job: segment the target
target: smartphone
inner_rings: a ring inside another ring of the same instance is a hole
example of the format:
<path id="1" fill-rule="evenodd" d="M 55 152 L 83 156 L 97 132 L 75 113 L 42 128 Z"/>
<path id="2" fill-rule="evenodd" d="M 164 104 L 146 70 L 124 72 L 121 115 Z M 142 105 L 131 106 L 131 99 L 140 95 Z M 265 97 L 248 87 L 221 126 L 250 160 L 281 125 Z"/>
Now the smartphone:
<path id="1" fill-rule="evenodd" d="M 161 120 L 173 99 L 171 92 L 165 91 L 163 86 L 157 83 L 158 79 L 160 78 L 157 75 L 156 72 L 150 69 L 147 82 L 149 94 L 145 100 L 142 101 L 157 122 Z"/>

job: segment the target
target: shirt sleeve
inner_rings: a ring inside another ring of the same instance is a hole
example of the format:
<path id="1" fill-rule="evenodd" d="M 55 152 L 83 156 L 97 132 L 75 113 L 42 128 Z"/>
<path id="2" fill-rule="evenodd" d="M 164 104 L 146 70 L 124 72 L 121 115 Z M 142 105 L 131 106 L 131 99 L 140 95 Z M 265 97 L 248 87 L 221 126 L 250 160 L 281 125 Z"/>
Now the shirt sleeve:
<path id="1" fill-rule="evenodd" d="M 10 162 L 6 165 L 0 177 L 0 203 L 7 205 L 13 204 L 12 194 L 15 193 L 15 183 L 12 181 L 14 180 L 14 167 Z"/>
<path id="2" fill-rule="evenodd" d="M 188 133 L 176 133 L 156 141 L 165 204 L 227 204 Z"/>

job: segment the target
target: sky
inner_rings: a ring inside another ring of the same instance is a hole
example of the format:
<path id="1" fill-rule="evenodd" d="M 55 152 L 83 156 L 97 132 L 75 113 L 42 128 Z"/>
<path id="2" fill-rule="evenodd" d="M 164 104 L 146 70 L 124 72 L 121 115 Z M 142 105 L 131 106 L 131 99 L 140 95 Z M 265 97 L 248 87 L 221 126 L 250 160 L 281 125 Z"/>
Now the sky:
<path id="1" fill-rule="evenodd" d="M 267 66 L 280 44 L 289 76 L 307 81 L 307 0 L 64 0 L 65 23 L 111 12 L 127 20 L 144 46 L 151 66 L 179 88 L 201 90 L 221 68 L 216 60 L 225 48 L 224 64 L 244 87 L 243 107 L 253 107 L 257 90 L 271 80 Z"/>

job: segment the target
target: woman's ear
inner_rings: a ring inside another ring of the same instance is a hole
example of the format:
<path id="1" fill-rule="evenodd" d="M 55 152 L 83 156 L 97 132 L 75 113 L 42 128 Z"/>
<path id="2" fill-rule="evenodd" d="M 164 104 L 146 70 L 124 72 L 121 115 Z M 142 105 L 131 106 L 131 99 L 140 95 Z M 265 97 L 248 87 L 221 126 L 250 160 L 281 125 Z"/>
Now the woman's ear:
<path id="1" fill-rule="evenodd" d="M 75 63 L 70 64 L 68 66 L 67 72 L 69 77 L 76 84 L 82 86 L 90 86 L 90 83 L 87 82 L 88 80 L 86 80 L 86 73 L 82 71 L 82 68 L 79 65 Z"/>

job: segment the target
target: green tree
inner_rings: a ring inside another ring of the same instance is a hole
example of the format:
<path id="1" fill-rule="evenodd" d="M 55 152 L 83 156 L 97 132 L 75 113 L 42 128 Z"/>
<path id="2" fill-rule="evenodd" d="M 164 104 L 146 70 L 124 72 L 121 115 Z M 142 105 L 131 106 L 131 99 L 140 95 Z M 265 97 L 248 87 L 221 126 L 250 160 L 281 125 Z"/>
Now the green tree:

--

What needs to be done →
Retype every line of the listing above precisely as it appears.

Answer in full →
job: segment the target
target: smartphone
inner_rings: a ring inside another ring of the same instance is a hole
example of the format:
<path id="1" fill-rule="evenodd" d="M 55 152 L 83 156 L 97 132 L 75 113 L 42 128 Z"/>
<path id="2" fill-rule="evenodd" d="M 164 104 L 146 70 L 124 72 L 121 115 Z M 142 105 L 131 106 L 131 99 L 140 95 Z M 265 97 L 248 87 L 221 126 L 250 160 L 281 125 Z"/>
Now the smartphone:
<path id="1" fill-rule="evenodd" d="M 161 120 L 173 99 L 171 92 L 165 91 L 163 86 L 157 83 L 158 79 L 160 78 L 157 75 L 156 72 L 150 69 L 147 82 L 149 94 L 145 100 L 142 101 L 157 122 Z"/>

job: segment the target
target: shirt sleeve
inner_rings: a ring inside another ring of the same instance is a hole
example of the format:
<path id="1" fill-rule="evenodd" d="M 55 152 L 83 156 L 97 132 L 75 113 L 42 128 Z"/>
<path id="2" fill-rule="evenodd" d="M 164 104 L 146 70 L 124 72 L 121 115 Z M 142 105 L 131 106 L 131 99 L 140 95 Z M 265 97 L 248 87 L 221 126 L 250 160 L 281 125 Z"/>
Now the shirt sleeve:
<path id="1" fill-rule="evenodd" d="M 10 162 L 6 165 L 0 177 L 0 203 L 7 205 L 13 204 L 12 194 L 15 193 L 15 183 L 12 181 L 14 180 L 14 167 Z"/>
<path id="2" fill-rule="evenodd" d="M 188 133 L 176 133 L 156 141 L 165 204 L 227 204 Z"/>

job: segment the target
target: sky
inner_rings: a ring inside another ring of the same instance is a hole
example of the format:
<path id="1" fill-rule="evenodd" d="M 55 152 L 83 156 L 97 132 L 75 113 L 42 128 Z"/>
<path id="2" fill-rule="evenodd" d="M 164 104 L 146 70 L 124 72 L 121 115 Z M 142 105 L 131 106 L 131 99 L 140 95 Z M 265 97 L 248 87 L 221 126 L 250 160 L 281 125 Z"/>
Now the sky:
<path id="1" fill-rule="evenodd" d="M 267 66 L 280 44 L 289 76 L 307 81 L 307 0 L 64 0 L 65 23 L 111 12 L 127 20 L 144 46 L 151 66 L 179 88 L 201 90 L 221 68 L 216 60 L 225 48 L 224 64 L 244 87 L 243 107 L 253 107 L 257 90 L 271 80 Z"/>

job: segment the target
target: woman's ear
inner_rings: a ring inside another ring of the same instance is a hole
example of the format:
<path id="1" fill-rule="evenodd" d="M 55 152 L 83 156 L 97 132 L 75 113 L 42 128 Z"/>
<path id="2" fill-rule="evenodd" d="M 164 104 L 146 70 L 124 72 L 121 115 Z M 142 105 L 131 106 L 131 99 L 140 95 Z M 265 97 L 248 87 L 221 126 L 250 160 L 281 125 Z"/>
Now the woman's ear:
<path id="1" fill-rule="evenodd" d="M 75 63 L 70 64 L 68 66 L 67 72 L 69 77 L 76 84 L 82 86 L 90 86 L 90 83 L 87 82 L 88 80 L 86 80 L 86 73 L 82 71 L 82 68 L 79 65 Z"/>

job: segment the target
target: green tree
inner_rings: a ring inside another ring of the same instance is a hole
example of the format:
<path id="1" fill-rule="evenodd" d="M 55 152 L 83 156 L 97 132 L 75 113 L 42 128 Z"/>
<path id="2" fill-rule="evenodd" d="M 164 104 L 146 70 L 124 72 L 121 115 Z M 142 105 L 131 106 L 131 99 L 140 95 Z M 265 97 L 248 87 L 221 126 L 250 160 L 281 125 Z"/>
Now the green tree:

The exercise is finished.